[Records from a dataset]
+ + +
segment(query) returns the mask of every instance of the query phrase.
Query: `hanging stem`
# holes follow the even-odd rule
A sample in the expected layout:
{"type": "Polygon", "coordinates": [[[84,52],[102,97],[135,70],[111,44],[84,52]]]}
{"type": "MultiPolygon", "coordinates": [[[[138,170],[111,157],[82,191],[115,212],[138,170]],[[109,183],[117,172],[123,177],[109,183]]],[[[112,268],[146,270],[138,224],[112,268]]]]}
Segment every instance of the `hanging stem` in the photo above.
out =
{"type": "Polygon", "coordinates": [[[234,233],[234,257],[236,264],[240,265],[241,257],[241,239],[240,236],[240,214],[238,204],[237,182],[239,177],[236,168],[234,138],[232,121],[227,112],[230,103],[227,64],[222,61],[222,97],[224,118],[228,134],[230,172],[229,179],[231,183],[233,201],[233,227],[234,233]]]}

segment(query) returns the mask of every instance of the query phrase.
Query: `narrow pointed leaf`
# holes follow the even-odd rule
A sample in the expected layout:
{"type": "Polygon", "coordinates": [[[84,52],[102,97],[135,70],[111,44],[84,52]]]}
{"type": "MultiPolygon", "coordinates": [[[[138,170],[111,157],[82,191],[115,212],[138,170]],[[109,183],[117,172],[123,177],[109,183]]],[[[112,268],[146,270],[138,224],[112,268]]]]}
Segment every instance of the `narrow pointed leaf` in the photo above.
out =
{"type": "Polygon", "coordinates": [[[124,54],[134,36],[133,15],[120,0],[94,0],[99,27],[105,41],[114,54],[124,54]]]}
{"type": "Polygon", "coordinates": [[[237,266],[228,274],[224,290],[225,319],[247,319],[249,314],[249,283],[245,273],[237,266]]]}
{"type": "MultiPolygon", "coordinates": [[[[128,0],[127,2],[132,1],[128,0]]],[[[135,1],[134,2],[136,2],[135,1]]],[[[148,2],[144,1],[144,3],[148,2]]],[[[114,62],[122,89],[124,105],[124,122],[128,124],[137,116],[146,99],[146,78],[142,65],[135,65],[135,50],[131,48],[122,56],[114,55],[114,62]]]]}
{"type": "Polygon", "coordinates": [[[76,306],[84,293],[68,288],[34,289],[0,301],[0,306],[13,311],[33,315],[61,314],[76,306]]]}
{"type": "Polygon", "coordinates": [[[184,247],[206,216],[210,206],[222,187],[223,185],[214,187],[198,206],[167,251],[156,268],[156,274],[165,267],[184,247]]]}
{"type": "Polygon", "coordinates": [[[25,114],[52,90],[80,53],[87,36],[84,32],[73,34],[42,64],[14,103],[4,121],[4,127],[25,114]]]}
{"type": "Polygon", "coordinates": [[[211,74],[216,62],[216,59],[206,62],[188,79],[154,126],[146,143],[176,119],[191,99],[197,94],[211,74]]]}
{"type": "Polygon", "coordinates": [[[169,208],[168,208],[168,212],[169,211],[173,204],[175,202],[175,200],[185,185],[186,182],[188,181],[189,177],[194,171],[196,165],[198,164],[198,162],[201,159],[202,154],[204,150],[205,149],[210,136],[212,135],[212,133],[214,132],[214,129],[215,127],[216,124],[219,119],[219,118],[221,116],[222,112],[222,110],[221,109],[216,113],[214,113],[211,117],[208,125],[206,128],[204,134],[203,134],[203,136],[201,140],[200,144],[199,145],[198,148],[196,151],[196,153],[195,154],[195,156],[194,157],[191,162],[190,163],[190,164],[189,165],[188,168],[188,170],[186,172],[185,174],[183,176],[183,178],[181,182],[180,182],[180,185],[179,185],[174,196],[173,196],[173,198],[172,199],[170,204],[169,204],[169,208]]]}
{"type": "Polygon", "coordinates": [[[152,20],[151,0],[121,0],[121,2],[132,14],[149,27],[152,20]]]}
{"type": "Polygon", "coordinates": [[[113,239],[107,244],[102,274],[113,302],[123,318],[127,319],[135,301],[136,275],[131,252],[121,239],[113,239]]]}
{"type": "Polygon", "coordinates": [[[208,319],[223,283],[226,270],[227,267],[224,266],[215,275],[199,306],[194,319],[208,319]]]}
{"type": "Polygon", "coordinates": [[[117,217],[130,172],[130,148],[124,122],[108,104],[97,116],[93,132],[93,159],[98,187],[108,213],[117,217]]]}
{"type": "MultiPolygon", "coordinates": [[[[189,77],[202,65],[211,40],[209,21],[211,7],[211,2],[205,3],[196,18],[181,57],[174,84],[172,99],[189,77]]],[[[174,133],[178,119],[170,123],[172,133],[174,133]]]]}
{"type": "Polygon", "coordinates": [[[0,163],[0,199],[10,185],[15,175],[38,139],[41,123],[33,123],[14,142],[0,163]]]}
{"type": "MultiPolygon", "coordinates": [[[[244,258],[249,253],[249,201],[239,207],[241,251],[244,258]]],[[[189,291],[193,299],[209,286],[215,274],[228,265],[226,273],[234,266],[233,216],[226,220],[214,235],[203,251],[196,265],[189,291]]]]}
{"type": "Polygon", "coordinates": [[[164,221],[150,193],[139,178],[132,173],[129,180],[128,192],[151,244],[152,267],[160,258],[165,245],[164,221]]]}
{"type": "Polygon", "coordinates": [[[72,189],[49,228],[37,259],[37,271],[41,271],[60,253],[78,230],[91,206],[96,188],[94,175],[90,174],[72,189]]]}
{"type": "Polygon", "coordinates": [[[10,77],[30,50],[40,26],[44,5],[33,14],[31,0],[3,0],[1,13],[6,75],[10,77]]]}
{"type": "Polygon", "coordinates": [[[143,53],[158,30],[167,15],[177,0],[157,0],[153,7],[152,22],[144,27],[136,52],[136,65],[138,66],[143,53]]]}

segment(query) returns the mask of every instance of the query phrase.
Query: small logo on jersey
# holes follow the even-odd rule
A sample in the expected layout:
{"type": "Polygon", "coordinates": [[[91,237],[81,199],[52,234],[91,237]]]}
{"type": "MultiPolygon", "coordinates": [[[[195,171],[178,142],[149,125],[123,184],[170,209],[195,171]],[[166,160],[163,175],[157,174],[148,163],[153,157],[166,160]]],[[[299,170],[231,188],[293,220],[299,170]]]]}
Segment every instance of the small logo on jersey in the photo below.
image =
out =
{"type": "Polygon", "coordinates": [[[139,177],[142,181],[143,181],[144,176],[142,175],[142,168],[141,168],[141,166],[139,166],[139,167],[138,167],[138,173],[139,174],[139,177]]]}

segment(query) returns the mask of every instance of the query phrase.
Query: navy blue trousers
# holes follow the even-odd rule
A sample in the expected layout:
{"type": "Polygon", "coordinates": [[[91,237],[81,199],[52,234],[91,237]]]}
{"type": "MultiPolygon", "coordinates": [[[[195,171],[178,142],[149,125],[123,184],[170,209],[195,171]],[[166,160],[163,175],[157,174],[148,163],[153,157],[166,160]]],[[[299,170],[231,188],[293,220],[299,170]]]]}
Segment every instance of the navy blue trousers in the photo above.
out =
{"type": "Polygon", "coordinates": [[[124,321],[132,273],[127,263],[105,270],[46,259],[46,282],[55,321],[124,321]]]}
+ + +
OBJECTIVE:
Reproduce every line above without error.

OUTPUT FOR THIS EXERCISE:
segment(query) returns the mask of every instance of the query phrase.
Query: `hanging stem`
# holes follow the even-odd rule
A sample in the expected layout:
{"type": "Polygon", "coordinates": [[[84,52],[102,97],[135,70],[111,44],[84,52]]]}
{"type": "MultiPolygon", "coordinates": [[[[138,170],[111,157],[82,191],[115,212],[138,170]],[[109,183],[117,172],[123,177],[109,183]]],[[[112,268],[146,270],[138,224],[112,268]]]]}
Segment every instance of the `hanging stem` in the photo above.
out =
{"type": "Polygon", "coordinates": [[[234,233],[234,257],[236,264],[240,265],[241,257],[241,239],[240,236],[240,214],[238,204],[237,182],[239,177],[236,168],[234,138],[232,121],[227,112],[230,103],[227,64],[222,61],[222,97],[224,118],[228,134],[230,172],[229,179],[231,183],[233,201],[233,227],[234,233]]]}

segment(query) returns the mask of every instance of the query phrase.
Query: `narrow pointed leaf`
# holes follow the even-odd rule
A sample in the expected layout:
{"type": "Polygon", "coordinates": [[[84,52],[102,97],[135,70],[111,44],[84,52]]]}
{"type": "MultiPolygon", "coordinates": [[[[138,170],[111,157],[82,191],[115,212],[138,170]],[[109,183],[117,172],[123,177],[109,183]]],[[[112,268],[146,270],[138,224],[112,268]]]]}
Segment every instance of the `narrow pointed leaf` in the photo above.
out =
{"type": "Polygon", "coordinates": [[[124,54],[134,36],[133,15],[120,0],[94,0],[99,27],[105,41],[114,54],[124,54]]]}
{"type": "Polygon", "coordinates": [[[237,266],[228,274],[224,290],[225,319],[247,319],[249,314],[249,283],[245,273],[237,266]]]}
{"type": "MultiPolygon", "coordinates": [[[[128,0],[127,2],[132,1],[128,0]]],[[[135,1],[134,2],[136,2],[135,1]]],[[[148,2],[144,1],[144,3],[148,2]]],[[[114,62],[122,89],[124,105],[124,122],[128,124],[137,116],[146,99],[146,78],[142,65],[135,65],[135,50],[131,48],[122,56],[114,55],[114,62]]]]}
{"type": "Polygon", "coordinates": [[[76,306],[84,293],[68,288],[34,289],[0,301],[0,306],[13,311],[33,315],[61,314],[76,306]]]}
{"type": "Polygon", "coordinates": [[[184,247],[206,216],[210,206],[222,187],[223,185],[214,187],[198,206],[167,251],[156,268],[156,274],[165,267],[184,247]]]}
{"type": "Polygon", "coordinates": [[[25,114],[52,90],[80,53],[87,36],[84,32],[73,34],[42,64],[14,103],[4,121],[4,127],[25,114]]]}
{"type": "Polygon", "coordinates": [[[211,74],[216,62],[216,59],[206,62],[188,79],[154,126],[146,143],[176,119],[191,99],[197,94],[211,74]]]}
{"type": "Polygon", "coordinates": [[[169,208],[168,208],[168,212],[169,211],[173,204],[175,202],[175,200],[185,185],[186,182],[188,181],[189,177],[194,171],[196,165],[198,164],[198,162],[201,159],[202,154],[204,150],[205,149],[210,136],[212,135],[212,133],[214,132],[214,129],[215,127],[216,124],[219,119],[219,118],[221,116],[222,112],[222,110],[221,109],[216,113],[214,113],[211,117],[208,125],[206,128],[204,134],[203,134],[203,136],[201,140],[200,144],[199,145],[198,148],[196,151],[196,153],[195,154],[195,156],[194,157],[191,162],[190,163],[190,164],[189,165],[188,168],[188,170],[186,172],[185,174],[183,176],[183,178],[181,182],[180,182],[180,185],[179,185],[174,196],[173,196],[173,198],[172,199],[170,204],[169,204],[169,208]]]}
{"type": "Polygon", "coordinates": [[[152,20],[151,0],[121,0],[121,2],[132,14],[149,27],[152,20]]]}
{"type": "Polygon", "coordinates": [[[113,239],[107,244],[102,274],[113,302],[123,318],[127,319],[135,301],[136,275],[131,252],[121,239],[113,239]]]}
{"type": "Polygon", "coordinates": [[[208,319],[223,283],[226,270],[227,267],[224,266],[215,275],[199,306],[194,319],[208,319]]]}
{"type": "Polygon", "coordinates": [[[117,217],[130,172],[130,148],[124,122],[108,104],[97,116],[93,132],[93,159],[98,187],[108,213],[117,217]]]}
{"type": "MultiPolygon", "coordinates": [[[[189,77],[202,65],[211,40],[209,21],[211,7],[211,2],[205,3],[196,18],[181,57],[174,84],[172,99],[189,77]]],[[[174,133],[178,119],[170,123],[172,133],[174,133]]]]}
{"type": "Polygon", "coordinates": [[[0,163],[0,199],[10,185],[15,175],[38,139],[41,123],[33,123],[14,142],[0,163]]]}
{"type": "MultiPolygon", "coordinates": [[[[244,258],[249,253],[249,201],[239,207],[241,251],[244,258]]],[[[189,291],[193,299],[209,286],[215,274],[228,265],[226,273],[234,266],[233,216],[226,220],[214,235],[203,251],[196,265],[189,291]]]]}
{"type": "Polygon", "coordinates": [[[164,221],[150,193],[139,178],[132,173],[129,180],[128,192],[151,244],[152,267],[160,258],[165,245],[164,221]]]}
{"type": "Polygon", "coordinates": [[[72,189],[49,228],[37,259],[37,271],[41,271],[60,253],[78,230],[91,206],[96,188],[94,175],[90,174],[72,189]]]}
{"type": "Polygon", "coordinates": [[[10,77],[30,50],[40,26],[44,5],[33,14],[31,0],[3,0],[1,13],[6,75],[10,77]]]}
{"type": "Polygon", "coordinates": [[[143,53],[158,30],[167,15],[177,0],[157,0],[153,7],[152,22],[144,27],[136,52],[136,65],[138,66],[143,53]]]}

segment(query) returns the mask of every instance of the query phrase.
Query: small logo on jersey
# holes follow the even-odd rule
A sample in the expected layout:
{"type": "Polygon", "coordinates": [[[91,237],[81,199],[52,234],[91,237]]]}
{"type": "MultiPolygon", "coordinates": [[[[195,171],[178,142],[149,125],[123,184],[170,209],[195,171]],[[166,160],[163,175],[157,174],[148,163],[153,157],[166,160]]],[[[299,170],[231,188],[293,220],[299,170]]]]}
Segment every instance of the small logo on jersey in the photo below.
image =
out =
{"type": "Polygon", "coordinates": [[[139,177],[142,181],[143,181],[144,176],[142,175],[142,168],[141,168],[141,166],[139,166],[139,167],[138,167],[138,173],[139,174],[139,177]]]}

segment(query) returns the mask of every instance of the query phrase.
Query: navy blue trousers
# holes follow the even-odd rule
A sample in the expected layout:
{"type": "Polygon", "coordinates": [[[91,237],[81,199],[52,234],[91,237]]]}
{"type": "MultiPolygon", "coordinates": [[[[195,171],[178,142],[149,125],[123,184],[170,209],[195,171]],[[166,160],[163,175],[157,174],[148,163],[153,157],[166,160]]],[[[299,170],[231,188],[293,220],[299,170]]]]}
Segment every instance of the navy blue trousers in the photo above.
out =
{"type": "Polygon", "coordinates": [[[124,321],[132,273],[127,263],[105,270],[46,259],[46,282],[55,321],[124,321]]]}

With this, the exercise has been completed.